● **Written exercise**: Quote the data below word for word, with every line in its original order.

● **Point annotation dataset records**:
════════

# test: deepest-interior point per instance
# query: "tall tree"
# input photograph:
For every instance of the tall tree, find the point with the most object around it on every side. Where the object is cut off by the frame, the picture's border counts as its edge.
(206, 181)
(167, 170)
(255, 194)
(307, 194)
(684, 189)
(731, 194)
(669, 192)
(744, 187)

════════

● **Completed task**:
# test: deepest-interior point per instance
# query: "tall tree"
# input photograph:
For every instance of the tall tree, find the point with the most object around it on every side. Where the object is cut off by the frame, the picture's border counts as its edge.
(206, 181)
(167, 170)
(255, 194)
(307, 194)
(684, 189)
(731, 194)
(669, 192)
(744, 187)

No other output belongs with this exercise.